Instructions to follow:
Lines before the one containing "For the scouting record, return for every instance of the dark" are excluded; print that line and every line after it through the end of the material below, exactly.

Data section:
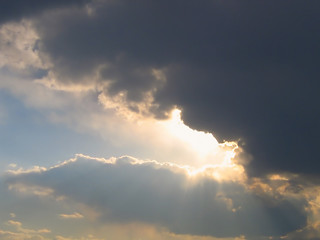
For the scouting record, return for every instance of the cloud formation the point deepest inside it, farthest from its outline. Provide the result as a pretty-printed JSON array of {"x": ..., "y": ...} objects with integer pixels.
[
  {"x": 241, "y": 70},
  {"x": 127, "y": 190}
]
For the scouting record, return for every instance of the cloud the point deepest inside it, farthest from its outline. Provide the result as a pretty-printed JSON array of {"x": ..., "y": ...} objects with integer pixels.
[
  {"x": 74, "y": 215},
  {"x": 18, "y": 9},
  {"x": 127, "y": 190},
  {"x": 240, "y": 70}
]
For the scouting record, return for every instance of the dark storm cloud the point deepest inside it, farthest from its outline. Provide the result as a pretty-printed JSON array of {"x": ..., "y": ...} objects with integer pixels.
[
  {"x": 239, "y": 69},
  {"x": 127, "y": 191},
  {"x": 14, "y": 10}
]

Written solution:
For the scouting record, return for every instance of the dark storm cloud the point deepest inside it, farthest from its outline. Provide the result as a pretty-printed JSON array of {"x": ..., "y": ...} objects with integer pixels.
[
  {"x": 239, "y": 69},
  {"x": 127, "y": 191},
  {"x": 14, "y": 10}
]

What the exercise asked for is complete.